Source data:
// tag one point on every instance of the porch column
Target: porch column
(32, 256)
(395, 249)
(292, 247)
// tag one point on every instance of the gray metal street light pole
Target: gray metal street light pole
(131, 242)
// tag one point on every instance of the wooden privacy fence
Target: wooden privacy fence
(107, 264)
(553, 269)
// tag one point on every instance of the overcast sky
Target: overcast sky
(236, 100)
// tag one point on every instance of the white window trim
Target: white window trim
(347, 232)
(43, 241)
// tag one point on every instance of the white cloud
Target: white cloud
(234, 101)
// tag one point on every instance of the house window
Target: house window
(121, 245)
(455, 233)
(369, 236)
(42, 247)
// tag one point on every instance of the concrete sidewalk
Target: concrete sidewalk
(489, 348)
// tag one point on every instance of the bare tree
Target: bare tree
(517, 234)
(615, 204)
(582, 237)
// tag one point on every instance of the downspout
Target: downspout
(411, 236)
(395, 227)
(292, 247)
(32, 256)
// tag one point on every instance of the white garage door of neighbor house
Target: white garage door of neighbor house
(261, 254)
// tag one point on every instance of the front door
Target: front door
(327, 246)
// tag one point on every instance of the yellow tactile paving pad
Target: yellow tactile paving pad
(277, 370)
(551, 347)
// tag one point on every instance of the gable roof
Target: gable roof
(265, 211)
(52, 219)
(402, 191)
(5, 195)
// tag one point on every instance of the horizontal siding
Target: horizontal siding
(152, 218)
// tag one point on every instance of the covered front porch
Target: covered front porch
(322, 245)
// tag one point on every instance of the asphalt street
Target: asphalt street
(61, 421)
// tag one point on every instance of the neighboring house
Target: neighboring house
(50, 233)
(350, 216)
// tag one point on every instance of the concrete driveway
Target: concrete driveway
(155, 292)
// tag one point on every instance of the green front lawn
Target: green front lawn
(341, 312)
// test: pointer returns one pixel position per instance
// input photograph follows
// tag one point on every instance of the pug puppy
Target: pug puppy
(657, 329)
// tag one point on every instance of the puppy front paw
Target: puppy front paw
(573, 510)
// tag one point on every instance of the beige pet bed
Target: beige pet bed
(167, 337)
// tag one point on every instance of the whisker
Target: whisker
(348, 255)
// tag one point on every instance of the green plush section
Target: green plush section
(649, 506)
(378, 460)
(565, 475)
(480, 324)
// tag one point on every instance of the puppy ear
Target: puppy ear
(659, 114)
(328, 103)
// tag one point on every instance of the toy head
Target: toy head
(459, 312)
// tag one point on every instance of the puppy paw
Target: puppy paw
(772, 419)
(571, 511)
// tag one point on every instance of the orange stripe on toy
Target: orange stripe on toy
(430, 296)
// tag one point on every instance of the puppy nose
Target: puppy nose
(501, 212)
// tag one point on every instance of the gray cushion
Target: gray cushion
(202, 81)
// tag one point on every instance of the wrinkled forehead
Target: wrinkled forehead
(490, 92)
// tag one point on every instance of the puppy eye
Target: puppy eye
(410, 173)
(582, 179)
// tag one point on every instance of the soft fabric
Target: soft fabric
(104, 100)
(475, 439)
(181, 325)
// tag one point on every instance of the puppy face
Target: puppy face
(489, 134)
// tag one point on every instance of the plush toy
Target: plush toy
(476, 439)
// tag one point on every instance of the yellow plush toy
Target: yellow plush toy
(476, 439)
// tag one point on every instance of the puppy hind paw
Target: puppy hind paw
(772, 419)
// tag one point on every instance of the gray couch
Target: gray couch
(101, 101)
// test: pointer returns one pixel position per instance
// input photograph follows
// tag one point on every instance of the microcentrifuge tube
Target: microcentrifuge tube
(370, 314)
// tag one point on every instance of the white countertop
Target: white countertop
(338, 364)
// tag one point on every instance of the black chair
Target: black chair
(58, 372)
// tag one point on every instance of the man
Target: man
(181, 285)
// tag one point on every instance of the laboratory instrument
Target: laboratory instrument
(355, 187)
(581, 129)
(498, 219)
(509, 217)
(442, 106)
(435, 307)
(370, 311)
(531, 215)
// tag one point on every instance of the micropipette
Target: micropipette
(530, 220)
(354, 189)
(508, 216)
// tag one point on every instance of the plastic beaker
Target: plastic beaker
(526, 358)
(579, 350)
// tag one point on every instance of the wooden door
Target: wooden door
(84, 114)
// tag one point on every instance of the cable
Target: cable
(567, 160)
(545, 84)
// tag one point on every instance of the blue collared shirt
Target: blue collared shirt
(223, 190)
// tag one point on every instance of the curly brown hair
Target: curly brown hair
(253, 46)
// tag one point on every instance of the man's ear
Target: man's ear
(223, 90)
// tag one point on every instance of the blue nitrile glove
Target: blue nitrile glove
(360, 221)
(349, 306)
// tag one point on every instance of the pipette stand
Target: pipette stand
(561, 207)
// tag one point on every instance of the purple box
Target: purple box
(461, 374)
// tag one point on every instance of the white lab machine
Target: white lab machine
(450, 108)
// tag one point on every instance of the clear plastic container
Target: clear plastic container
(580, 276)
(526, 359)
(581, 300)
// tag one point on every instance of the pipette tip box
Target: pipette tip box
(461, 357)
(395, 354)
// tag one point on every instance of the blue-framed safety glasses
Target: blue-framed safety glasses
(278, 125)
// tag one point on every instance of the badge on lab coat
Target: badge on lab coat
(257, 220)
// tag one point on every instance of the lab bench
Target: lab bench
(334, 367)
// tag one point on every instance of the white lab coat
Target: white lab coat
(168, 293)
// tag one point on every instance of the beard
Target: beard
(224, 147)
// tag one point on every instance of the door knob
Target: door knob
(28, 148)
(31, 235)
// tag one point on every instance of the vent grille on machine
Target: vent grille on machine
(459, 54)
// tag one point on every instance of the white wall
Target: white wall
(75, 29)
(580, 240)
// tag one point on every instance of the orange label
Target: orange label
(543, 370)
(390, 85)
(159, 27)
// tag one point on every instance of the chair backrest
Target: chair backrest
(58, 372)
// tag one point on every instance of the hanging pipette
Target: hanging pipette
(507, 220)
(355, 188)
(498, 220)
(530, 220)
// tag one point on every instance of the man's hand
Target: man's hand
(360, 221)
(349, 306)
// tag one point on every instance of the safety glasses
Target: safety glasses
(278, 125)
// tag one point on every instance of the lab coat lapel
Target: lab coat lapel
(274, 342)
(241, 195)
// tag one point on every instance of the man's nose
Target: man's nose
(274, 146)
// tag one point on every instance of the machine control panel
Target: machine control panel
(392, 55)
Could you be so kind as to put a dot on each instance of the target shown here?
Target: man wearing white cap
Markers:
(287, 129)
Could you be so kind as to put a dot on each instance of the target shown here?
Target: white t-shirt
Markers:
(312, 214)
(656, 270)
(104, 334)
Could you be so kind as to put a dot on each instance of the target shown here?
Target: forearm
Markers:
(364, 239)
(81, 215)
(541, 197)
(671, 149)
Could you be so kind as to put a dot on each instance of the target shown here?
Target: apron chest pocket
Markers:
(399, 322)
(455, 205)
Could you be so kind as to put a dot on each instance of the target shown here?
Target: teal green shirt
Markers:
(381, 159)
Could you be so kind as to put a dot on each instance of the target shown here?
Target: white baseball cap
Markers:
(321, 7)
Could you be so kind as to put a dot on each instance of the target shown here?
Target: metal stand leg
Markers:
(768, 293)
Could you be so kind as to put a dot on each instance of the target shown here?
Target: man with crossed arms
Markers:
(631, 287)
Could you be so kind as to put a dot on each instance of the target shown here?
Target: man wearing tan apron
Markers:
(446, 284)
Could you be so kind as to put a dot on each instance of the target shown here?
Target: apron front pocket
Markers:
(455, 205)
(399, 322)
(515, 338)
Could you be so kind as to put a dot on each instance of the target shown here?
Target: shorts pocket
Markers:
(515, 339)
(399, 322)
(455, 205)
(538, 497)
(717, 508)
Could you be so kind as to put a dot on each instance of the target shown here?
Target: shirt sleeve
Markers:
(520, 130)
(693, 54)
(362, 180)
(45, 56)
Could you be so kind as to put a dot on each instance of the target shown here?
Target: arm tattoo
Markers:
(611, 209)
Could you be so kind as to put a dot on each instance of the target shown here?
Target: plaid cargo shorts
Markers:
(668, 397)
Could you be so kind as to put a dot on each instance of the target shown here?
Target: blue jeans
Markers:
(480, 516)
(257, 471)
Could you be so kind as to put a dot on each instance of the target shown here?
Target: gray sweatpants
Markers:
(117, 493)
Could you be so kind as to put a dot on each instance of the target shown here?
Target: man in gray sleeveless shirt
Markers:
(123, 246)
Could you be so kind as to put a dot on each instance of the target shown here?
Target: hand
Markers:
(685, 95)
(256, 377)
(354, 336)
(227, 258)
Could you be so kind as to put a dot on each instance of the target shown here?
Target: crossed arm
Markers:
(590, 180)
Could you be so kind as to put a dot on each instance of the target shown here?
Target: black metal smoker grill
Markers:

§ WHAT THE TASK ASKS:
Extract every line from the rows that contains the string "bare", and list those lines in their original order.

§ RESPONSE:
// tag one point on every instance of the bare tree
Target: bare tree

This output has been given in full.